**Task objective**
The full listing below should be copied verbatim.

**Data for review**
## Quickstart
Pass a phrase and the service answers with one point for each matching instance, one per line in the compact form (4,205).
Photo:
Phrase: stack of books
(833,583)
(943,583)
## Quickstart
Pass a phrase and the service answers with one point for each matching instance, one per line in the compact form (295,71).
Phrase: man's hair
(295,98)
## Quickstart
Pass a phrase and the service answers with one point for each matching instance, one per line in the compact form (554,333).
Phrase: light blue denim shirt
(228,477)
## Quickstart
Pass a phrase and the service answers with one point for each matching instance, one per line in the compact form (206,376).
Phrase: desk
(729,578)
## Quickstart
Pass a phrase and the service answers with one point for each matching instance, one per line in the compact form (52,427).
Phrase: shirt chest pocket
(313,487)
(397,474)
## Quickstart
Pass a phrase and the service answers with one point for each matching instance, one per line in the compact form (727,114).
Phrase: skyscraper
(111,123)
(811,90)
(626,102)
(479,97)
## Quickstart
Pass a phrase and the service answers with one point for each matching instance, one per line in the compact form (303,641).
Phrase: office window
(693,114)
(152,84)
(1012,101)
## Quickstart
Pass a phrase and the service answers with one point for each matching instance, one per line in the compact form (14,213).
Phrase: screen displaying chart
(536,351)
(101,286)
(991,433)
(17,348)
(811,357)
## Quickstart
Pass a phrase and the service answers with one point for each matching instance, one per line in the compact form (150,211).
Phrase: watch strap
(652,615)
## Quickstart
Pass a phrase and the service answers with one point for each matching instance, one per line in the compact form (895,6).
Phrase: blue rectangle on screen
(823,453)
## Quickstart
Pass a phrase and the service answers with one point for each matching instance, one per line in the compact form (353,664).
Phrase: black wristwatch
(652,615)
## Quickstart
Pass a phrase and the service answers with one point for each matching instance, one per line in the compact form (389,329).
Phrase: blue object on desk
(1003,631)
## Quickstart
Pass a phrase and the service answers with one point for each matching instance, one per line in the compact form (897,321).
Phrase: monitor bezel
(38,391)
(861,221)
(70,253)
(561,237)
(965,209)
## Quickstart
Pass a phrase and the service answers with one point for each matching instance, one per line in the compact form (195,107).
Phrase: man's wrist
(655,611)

**Answer below**
## Quickstart
Pass a phrase and the service answers with one point for each matching instance, one per line in the compact form (4,205).
Photo:
Phrase: stack of books
(833,583)
(943,583)
## Quickstart
Pass a phrase and the service answers with one point for each matching instance, one per line in the compact form (295,71).
Phrase: man's hair
(295,98)
## Quickstart
Pass a phrase and the service answers with one point for each matching instance, one per line in the compact form (554,333).
Phrase: light blue denim shirt
(228,477)
## Quickstart
Pass a phrase and the service answers with one point for each matching instance, one per line in the compact form (206,376).
Phrase: desk
(729,578)
## Quickstart
Pass a phrase and the service answers with one point for each matching instance, one per line in the compact form (52,427).
Phrase: shirt chest pocket
(313,487)
(397,474)
## Quickstart
Pass a phrase and the service answers with one point for each matching instance, one per line in the compact form (727,114).
Phrase: skyscraper
(111,123)
(811,90)
(626,102)
(479,97)
## Quickstart
Pass a phrase and the service answers with one point for each matching instance, one per line in the compact form (303,641).
Phrase: office window
(693,114)
(152,84)
(1012,101)
## Quickstart
Pass a phrase and the service answers with one point for each matching instance, one per line in the compact form (14,213).
Phrase: screen displaying chart
(536,351)
(101,286)
(991,433)
(17,348)
(811,357)
## Quickstart
Pass a phrase and the service answers with one point for each matching instance, one per line in the compact form (150,211).
Phrase: watch strap
(652,615)
## Quickstart
Pass a phrase and the service answers with one point for each matching instance, one per line in the compact form (895,6).
Phrase: blue rectangle on screen
(823,453)
## Quickstart
Pass a phrase and the service answers with one point for each matching instance, one per line in the compact form (353,664).
Phrase: black wristwatch
(652,615)
## Quickstart
Pass a phrase and the service answers with one point for each matching instance, one per line in the compact form (389,329).
Phrase: blue object on desk
(1003,631)
## Quickstart
Pass a phrase and the service answers with one point for each matching instance, one per line in the compact form (897,321).
Phrase: monitor bezel
(38,391)
(861,221)
(70,253)
(561,237)
(965,209)
## Quickstart
Pass a phrase and the service answers with one point for each matching instance, one per line in the compact form (195,107).
Phrase: man's wrist
(655,611)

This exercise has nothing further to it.